[[ DOCUMENT SECTION, beginning ]]

Flickr is a unique way to view the joys, sorrows, and routines of human life.
Photography is a discrete technology, but life is continuous. You cannot learn about having a baby, or dancing, or cancer by simply typing in keywords and seeing what photos pop up. Life is experienced through watching real lives over days, weeks, months, and years. It’s about absorbing the process of living, the repetitiveness and the change.
I have been on Flickr for three years now, and my contacts and friends have allowed me to see their lives, and I have learned from it and been touched by it.
I have seen many Flickr lives come and go. The newcomers who have interesting photography but don’t ever seem to learn the nick of developing relationships. The flash in the pans who develop huge networks and gather front pages, and burn out in months. The people who no matter how hard they try are just not good photographers. And conversely, the people who within a period of a few special months turn from hacks into artists. The Flickr regulars who get burned out by the grind of Flickr, or whose connectivity is interrupted by the demands of their other “real” life.
I have seen that once people leave Flickr for any extended time, they never come back; or if they do, it’s not the same. A Flickr life is a treadmill and a marathon, and once you stop running, it never seems very appealing to start again.
I have seen babies and marriages and divorces and graduations and new jobs and travels and extended silliness and depression and death. I have seen my contacts use Flickr as a source of escape, exploration, and rejuvenation. I have seen artistic visions emerge, and run out of energy too.
Thanks for sharing your lives with me through Flickr.

[[ DOCUMENT SECTION, end ]]
[[ SUPPLIED INFORMATION, beginning ]]

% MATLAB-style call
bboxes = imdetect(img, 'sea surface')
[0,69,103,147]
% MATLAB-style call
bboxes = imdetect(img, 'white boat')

[[ SUPPLIED INFORMATION, end ]]

Return the part of the Flickr essay that begins at the words containing "I have seen babies" and stops after "me through Flickr.". The listing has no connection to the Flickr essay.

I have seen babies and marriages and divorces and graduations and new jobs and travels and extended silliness and depression and death. I have seen my contacts use Flickr as a source of escape, exploration, and rejuvenation. I have seen artistic visions emerge, and run out of energy too.
Thanks for sharing your lives with me through Flickr.